Csnow...Thanks for the pointers...my responses
below...

>Sorry, no diagram for the original post,
> but for the 2nd post:

> Assuming it was >assembled right, it would seem that it would have >to be that the shoe adjustor is set too tight, or >the cable is too tight.

> The shoe adjustor should >be rolled back prior to assembly, since the new >shoes are likely fatter (less worn) than the old. >They are then adjusted for proper clearance after >the rotors have been fitted. If the
> rotors go on hard, the >shoes are too tight. On my older model, I believe >the adjustor is tweaked through one of the wheel >bolt holes (if I remember right- I work on a lot >of cars...)

I made sure the adjusters ( I am assuming in MB lingo this is the "star wheel"?) were "closed"
i.e...they were not pushing the shoes apart.


> Parking brake cables are >ge>adjusted to make up for worn shoes. If the cable >is not taught when the brake is released, >this is not the problem.

* PROVIDED MATERIAL:
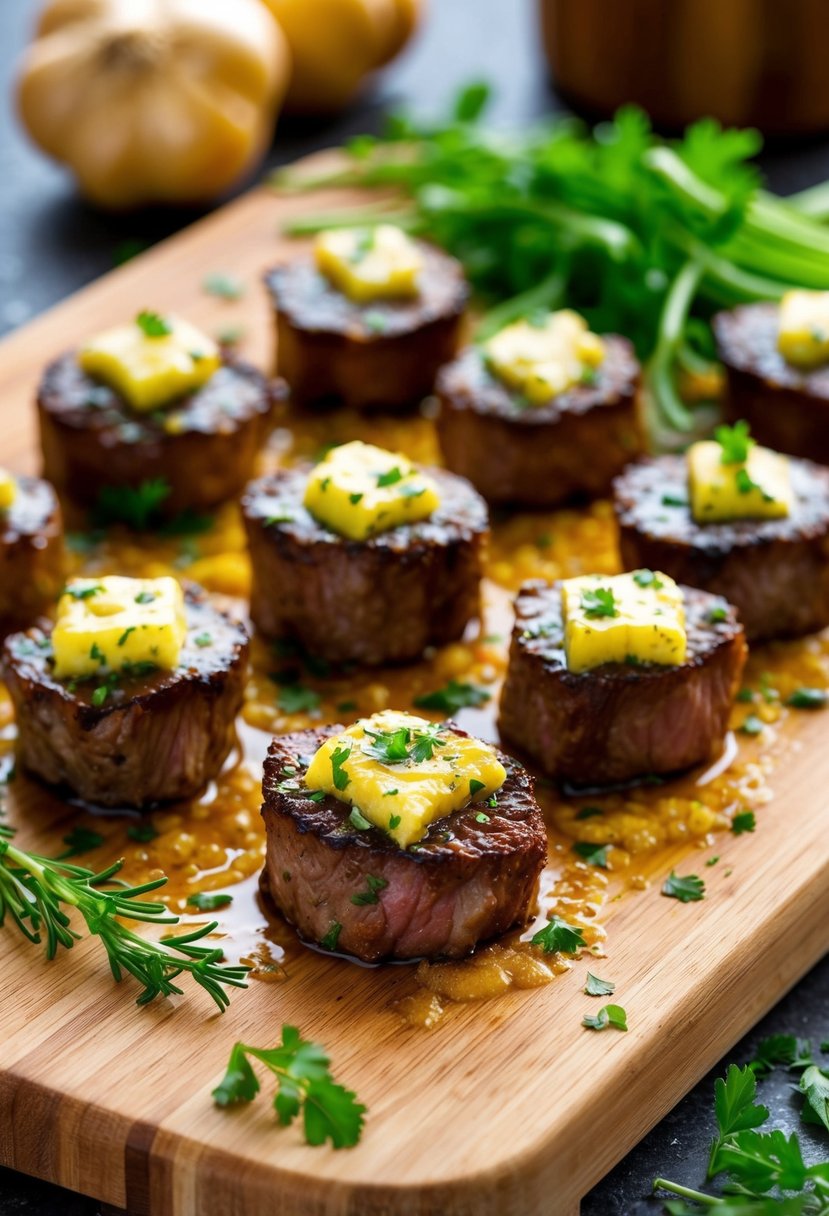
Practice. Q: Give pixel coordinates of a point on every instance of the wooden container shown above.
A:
(746, 62)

* WHAT THE EXERCISE ASKS: In the brake repair post, what does it mean if the rotors go on hard? Please answer briefly.

* REPLY: The shoes are too tight.